### Document extract
China has suspended its spring climbing season from the Tibetan side of Mount Everest, the state-run Xinhua News Agency said on Saturday, and climbers have begun to scrap their expeditions on the Nepali side and retreat from the world’s tallest peak over Covid-19 concerns.
According to a statement obtained by Xinhua News Agency, China’s General Administration of Sport says it has suspended the only permission that allows a company to organize climbing activities from the Tibetan side.
The cancellation is made to prevent “import of coronavirus,” the statement reads.
A total of 21 Chinese climbers had obtained climbing permits in the spring climbing season of 2021 before the cancellation, according to the agency.
On May 9, Chinese state media reported that the country was planning to set up a “line of separation” at the summit of Mount Everest to avoid climbers from the Nepali side mingling with those ascending from the Tibetan side, as a way to deter the spread of the coronavirus.
Coronavirus cases have been rising rapidly in Nepal. The country reported over 8,000 new coronavirus cases on Friday, according to the Nepal Ministry of Health, and roughly 20% of Nepal’s total cases since the pandemic began were reported in the last 10 days.

### To do
1: Name every organization that the news report on the Everest climbing suspension mentions by name.
2: Carry on the news report on the Everest climbing suspension from its final sentence.
The entries that follow have no connection to the news report on the Everest climbing suspension.

### Record excerpts
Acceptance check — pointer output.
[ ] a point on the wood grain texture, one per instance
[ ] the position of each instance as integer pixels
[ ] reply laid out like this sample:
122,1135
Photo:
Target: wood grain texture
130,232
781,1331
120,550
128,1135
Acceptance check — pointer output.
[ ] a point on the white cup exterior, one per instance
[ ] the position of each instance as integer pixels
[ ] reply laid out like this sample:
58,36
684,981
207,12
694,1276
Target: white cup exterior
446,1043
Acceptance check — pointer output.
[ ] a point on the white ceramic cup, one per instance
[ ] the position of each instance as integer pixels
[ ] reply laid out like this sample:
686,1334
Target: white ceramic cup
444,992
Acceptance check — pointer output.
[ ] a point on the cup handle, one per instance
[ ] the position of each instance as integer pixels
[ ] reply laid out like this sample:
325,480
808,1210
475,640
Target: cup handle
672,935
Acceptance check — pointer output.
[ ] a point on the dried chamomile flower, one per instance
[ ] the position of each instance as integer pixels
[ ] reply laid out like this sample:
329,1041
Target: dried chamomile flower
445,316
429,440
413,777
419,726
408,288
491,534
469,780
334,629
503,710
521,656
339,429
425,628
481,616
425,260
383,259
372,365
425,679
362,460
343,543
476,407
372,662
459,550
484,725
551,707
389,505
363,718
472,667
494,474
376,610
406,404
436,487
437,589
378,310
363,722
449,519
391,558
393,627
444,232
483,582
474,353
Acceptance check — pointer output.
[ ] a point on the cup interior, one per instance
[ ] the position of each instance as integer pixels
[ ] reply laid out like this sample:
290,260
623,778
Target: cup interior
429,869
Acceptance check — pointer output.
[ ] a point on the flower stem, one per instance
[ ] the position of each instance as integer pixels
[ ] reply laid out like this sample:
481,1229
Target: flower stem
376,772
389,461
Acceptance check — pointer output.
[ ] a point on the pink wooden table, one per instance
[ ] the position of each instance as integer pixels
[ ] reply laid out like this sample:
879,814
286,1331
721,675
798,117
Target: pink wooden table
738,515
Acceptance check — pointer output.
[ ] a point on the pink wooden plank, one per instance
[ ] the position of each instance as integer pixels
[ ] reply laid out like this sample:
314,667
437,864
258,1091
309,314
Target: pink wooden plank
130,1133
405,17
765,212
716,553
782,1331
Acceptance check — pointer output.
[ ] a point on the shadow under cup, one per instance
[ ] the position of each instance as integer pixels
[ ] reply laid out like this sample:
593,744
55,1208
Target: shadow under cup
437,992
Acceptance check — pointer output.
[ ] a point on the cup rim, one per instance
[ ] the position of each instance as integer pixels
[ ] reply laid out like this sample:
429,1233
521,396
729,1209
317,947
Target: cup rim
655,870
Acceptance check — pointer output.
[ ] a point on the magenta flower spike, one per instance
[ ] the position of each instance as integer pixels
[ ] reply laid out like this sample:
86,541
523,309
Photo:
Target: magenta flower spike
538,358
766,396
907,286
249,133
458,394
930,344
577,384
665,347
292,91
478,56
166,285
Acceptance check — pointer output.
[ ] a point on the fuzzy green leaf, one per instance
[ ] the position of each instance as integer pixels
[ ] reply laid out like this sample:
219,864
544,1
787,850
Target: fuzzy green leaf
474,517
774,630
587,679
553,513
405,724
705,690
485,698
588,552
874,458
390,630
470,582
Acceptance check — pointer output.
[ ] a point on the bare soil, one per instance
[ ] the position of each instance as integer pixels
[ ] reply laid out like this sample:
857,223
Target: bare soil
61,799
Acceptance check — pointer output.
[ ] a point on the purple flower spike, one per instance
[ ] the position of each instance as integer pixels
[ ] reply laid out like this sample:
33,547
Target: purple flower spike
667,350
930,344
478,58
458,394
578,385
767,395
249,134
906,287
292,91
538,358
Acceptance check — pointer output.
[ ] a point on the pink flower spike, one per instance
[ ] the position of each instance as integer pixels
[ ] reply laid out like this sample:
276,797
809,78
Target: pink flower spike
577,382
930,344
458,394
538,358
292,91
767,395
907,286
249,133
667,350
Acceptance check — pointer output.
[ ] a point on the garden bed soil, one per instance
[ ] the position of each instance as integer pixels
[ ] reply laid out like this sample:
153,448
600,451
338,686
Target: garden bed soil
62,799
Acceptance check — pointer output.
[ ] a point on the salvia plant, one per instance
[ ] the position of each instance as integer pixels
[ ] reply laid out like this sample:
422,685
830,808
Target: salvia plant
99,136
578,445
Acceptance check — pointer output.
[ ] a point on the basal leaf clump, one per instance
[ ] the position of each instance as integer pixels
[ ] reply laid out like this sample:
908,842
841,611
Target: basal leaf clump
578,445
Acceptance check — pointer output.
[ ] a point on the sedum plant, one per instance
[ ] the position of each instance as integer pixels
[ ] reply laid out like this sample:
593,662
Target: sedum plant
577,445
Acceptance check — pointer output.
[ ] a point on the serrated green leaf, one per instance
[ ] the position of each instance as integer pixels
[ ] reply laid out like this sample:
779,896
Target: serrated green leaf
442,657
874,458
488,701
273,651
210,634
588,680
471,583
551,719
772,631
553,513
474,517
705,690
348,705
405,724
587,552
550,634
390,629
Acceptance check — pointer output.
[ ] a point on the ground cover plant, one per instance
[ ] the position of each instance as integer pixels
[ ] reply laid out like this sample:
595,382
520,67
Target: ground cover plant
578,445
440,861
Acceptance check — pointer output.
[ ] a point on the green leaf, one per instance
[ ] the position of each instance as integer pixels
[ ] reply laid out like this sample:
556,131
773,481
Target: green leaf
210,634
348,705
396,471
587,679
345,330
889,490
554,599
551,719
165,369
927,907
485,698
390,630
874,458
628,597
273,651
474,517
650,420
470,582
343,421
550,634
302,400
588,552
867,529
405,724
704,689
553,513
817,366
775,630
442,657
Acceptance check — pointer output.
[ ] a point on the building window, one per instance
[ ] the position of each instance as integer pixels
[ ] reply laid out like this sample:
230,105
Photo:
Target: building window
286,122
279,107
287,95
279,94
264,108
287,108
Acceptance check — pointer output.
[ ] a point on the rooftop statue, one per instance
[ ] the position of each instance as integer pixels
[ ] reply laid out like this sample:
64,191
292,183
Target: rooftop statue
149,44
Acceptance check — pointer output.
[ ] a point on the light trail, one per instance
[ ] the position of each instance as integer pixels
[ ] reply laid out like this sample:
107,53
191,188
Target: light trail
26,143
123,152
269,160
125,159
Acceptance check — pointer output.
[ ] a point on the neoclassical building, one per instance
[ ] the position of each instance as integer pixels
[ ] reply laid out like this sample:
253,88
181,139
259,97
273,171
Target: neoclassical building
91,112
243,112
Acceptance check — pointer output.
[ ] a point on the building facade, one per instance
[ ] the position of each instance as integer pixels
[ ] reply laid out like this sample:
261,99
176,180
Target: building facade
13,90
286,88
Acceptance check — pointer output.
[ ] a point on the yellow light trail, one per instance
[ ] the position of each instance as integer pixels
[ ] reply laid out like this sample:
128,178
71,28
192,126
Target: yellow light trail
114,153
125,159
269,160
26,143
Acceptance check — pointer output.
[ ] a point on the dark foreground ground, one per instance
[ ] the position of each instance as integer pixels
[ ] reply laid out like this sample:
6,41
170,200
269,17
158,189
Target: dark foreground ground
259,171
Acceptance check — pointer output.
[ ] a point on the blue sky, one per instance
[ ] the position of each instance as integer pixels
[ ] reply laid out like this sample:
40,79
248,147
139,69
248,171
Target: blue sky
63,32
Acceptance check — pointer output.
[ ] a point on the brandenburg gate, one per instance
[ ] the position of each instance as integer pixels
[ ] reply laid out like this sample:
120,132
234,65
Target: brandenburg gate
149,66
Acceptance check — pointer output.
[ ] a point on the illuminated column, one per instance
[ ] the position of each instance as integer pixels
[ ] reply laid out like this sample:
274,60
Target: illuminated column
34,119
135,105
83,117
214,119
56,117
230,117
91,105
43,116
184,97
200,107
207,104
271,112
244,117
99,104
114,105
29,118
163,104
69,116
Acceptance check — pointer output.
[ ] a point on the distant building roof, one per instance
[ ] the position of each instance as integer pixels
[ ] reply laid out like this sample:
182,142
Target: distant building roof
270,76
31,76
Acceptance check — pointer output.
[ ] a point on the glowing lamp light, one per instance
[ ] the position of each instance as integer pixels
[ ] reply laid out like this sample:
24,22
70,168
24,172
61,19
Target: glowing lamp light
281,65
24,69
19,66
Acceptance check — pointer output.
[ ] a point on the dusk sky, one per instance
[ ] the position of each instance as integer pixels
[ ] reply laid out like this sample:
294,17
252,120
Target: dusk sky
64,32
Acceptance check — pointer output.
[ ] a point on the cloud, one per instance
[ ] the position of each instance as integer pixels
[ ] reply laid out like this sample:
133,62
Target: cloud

### Solved problems
1: Xinhua News Agency, China's General Administration of Sport, Nepal Ministry of Health

2:
The rise in cases has also led an international expedition operator to abandon its attempt to scale Mount Everest from the Nepal side.
Lukas Furtenbach told CNN: “We ended out expedition today because of safety concerns with the given Covid outbreak. We don’t want (to) send people or sherpas up,” because “they (could) get sick high up there and die.”
In a statement sent to CNN, Furtenbach added: “To climb above base camp with these massively increasing corona numbers and risk the lives of our 20 customers, 4 mountain guides and 27 Sherpas carelessly, would be irresponsible.
“In the past few days, the number of people infected with corona in Everest base camp has increased massively” the expedition organizer’s post warned. Lukas Furtenbach also said that he is “very surprised that nothing is being done by the official Nepalese side.”
Another climber on the Nepali side, Pawel Michalski, told CNN last week: “We are very concerned about the situation with Covid in Nepal, and how it is influencing our climb.
“It could happen that they close the base camp because of the situation,” he added.
Nepal has granted more than 400 permits to climbers on Everest this year, its highest number ever, despite concerns that the season could cause a spike and increase pressure on nearby hospitals in Kathmandu.